**PAGE:**
********

Consider first a sequential task.  Actions a and b have been performed, and an intermediate product B is obtained.  By applying action c, this intermediate product can be transformed into another intermediate product C, and so forth.  Often it is unnecessary to know specifics about actions a and b in order to perform c.  All information is contained in the intermediate product B.  Such a task may be denoted as separable.

A nice illustration of separable tasks is given by Demsetz: ‘The economical use of industrial chemicals by steel firms does not require transfer of knowledge of how these chemicals are produced; similarly, the use of steel by industrial chemical firms does not require transfer of knowledge of how steel is produced.’ [1]

Sequential tasks may, however, be far from separable.  Adding another line of computer code requires knowledge of the preceding code.  All preceding actions a and b must be known in order to perform action c.  If the actions of a sequential task depend on each other in this way, the task is termed an interdependent task.

********

**SUPPLIED MATERIAL:**
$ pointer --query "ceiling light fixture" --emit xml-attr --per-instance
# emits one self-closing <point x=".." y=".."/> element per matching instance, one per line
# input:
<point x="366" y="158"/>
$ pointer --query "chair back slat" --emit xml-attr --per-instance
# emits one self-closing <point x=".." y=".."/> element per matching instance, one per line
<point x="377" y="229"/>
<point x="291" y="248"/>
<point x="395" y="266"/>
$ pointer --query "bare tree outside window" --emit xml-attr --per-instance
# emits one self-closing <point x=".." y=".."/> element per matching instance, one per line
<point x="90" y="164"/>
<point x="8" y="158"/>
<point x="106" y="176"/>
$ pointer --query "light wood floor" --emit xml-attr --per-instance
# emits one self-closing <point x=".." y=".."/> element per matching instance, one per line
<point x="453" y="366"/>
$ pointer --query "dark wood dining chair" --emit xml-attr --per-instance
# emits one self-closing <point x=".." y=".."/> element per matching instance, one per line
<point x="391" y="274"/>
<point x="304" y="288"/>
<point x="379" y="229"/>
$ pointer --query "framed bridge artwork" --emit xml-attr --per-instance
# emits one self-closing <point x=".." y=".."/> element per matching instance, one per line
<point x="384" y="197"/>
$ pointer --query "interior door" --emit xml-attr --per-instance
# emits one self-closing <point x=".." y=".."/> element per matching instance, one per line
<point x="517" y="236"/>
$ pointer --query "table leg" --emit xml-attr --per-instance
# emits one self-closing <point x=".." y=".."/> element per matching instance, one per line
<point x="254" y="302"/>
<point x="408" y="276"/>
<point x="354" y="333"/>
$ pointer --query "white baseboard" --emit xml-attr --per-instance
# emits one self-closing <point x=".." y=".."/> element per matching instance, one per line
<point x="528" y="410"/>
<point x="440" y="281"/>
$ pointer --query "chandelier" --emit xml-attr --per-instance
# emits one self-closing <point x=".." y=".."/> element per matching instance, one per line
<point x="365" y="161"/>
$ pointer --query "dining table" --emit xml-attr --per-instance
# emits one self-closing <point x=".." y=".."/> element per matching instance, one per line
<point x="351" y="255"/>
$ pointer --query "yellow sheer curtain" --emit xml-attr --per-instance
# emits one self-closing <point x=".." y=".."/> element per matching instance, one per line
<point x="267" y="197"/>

********

**LIST OF TASKS:**
1. Pick out each line of the listing that contains the string "chair".
2. Continue the passage on separable and interdependent tasks from its last sentence.

**ANSWERS BELOW:**
1.
$ pointer --query "chair back slat" --emit xml-attr --per-instance
$ pointer --query "dark wood dining chair" --emit xml-attr --per-instance

2.
The distinction between separable and interdependent sequential tasks is not a sharp one.  In a sense, the computer program with completed parts a and b may contain all the information that is necessary to perform action c in an appropriate manner.  The intermediate product B contains that information, and in a formal sense the task may appear additive.  In order to cope with this difficulty, interdependence may be conceived as a matter of degree.  The larger the information needed about previous production steps, the stronger is this interdependence.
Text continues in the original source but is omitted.